▸ **TASK DIRECTIONS**: Search the data for the word "below" and copy out every line that has it.

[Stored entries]

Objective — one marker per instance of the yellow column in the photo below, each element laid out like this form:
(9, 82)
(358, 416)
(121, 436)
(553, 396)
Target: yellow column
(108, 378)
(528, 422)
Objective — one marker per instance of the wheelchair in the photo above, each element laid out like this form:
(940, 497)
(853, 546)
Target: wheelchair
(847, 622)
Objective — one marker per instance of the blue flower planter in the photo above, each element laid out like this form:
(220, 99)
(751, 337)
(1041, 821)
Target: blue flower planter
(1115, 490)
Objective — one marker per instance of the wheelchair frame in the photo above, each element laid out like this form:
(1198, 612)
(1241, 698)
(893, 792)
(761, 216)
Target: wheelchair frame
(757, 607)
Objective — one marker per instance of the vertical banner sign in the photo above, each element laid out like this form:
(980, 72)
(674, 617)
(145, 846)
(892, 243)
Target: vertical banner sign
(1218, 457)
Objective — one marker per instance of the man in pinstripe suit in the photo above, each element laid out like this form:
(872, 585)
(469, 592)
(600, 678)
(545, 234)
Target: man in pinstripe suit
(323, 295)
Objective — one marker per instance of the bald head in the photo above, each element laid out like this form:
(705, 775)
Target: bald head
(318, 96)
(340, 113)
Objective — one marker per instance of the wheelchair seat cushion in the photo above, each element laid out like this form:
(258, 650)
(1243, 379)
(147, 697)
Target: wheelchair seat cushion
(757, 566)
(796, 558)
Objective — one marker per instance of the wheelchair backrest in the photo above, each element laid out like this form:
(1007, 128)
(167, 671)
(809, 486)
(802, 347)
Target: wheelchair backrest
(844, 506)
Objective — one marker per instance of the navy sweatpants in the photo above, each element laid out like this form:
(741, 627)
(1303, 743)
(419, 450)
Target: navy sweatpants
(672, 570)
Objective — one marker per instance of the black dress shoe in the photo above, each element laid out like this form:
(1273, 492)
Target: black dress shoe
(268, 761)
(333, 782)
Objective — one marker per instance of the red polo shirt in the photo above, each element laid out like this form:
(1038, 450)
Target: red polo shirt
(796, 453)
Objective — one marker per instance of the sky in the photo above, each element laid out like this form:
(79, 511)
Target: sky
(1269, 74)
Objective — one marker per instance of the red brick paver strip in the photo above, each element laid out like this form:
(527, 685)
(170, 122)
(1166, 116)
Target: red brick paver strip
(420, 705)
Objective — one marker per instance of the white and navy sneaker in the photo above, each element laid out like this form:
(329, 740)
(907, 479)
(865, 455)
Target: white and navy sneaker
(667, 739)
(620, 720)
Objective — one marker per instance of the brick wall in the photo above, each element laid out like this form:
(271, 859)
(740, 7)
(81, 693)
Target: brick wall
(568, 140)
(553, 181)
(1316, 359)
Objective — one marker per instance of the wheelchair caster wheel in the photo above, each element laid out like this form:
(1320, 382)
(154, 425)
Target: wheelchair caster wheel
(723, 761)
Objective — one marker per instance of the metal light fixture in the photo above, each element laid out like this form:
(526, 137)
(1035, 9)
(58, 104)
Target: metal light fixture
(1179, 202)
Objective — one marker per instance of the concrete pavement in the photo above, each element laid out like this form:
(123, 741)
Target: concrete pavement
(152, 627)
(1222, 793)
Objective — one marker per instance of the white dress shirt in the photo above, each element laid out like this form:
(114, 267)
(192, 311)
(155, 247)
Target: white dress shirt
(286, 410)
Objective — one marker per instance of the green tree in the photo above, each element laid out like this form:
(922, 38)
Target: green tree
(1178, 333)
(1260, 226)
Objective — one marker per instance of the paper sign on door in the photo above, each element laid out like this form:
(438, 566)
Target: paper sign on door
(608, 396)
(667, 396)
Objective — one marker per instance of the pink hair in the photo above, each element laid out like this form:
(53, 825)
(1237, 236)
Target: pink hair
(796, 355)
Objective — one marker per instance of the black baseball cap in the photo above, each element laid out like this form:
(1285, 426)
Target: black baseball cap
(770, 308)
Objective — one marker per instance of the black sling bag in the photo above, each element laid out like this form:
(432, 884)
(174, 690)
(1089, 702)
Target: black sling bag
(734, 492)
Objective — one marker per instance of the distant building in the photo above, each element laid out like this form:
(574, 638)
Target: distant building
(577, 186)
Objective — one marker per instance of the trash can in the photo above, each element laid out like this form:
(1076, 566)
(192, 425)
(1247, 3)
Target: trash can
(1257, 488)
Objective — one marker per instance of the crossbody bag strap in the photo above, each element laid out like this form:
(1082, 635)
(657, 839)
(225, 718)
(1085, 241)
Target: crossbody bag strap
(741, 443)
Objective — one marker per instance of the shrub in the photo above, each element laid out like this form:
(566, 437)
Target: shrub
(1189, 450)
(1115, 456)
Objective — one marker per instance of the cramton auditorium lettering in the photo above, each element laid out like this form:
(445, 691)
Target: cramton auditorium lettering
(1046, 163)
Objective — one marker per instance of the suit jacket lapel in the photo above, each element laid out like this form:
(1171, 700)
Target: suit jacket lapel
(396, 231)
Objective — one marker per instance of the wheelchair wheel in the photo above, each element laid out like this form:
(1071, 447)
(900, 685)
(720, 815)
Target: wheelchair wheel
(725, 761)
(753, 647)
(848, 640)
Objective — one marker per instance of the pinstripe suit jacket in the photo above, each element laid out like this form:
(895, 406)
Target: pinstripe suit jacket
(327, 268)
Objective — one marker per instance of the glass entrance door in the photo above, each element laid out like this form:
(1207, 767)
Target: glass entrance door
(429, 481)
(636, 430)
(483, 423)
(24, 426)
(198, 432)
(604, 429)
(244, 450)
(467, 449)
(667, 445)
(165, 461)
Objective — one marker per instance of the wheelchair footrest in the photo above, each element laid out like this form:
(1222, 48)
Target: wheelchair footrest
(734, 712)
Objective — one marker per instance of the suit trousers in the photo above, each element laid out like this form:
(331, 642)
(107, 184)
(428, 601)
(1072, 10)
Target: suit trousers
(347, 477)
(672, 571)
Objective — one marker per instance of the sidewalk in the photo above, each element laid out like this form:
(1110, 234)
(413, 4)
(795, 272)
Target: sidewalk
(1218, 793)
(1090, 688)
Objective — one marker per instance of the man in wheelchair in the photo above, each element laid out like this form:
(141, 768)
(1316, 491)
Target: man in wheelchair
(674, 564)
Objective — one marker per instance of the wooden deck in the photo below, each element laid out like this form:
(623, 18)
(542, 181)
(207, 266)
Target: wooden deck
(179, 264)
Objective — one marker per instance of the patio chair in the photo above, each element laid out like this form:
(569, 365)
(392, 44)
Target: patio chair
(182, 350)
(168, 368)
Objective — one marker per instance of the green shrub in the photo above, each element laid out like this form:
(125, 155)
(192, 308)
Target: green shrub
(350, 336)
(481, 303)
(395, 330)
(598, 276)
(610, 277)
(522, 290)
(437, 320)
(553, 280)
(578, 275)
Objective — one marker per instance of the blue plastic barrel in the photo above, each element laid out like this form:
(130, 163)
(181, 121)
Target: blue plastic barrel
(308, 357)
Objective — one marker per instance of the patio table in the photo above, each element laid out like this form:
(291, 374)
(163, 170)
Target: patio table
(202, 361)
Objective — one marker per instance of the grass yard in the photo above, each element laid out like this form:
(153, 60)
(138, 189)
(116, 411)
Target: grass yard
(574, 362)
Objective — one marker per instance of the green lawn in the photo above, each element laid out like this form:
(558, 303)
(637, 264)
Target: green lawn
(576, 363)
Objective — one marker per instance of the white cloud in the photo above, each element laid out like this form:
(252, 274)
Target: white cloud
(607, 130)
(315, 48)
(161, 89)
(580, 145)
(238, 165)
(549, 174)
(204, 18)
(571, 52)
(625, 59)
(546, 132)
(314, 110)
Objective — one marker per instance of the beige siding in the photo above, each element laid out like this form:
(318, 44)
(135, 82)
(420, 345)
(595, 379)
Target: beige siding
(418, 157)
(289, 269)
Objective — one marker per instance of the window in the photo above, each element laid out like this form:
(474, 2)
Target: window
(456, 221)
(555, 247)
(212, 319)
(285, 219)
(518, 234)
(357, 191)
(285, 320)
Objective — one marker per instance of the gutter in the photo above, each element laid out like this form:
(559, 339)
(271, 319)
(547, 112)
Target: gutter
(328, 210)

▸ **TASK SOLUTION**:
Objective — one marker per instance of the yellow column in the photo below, each element laid out like this form:
Objective — one marker per instance of the wooden deck in the photo below, each element laid out like this form:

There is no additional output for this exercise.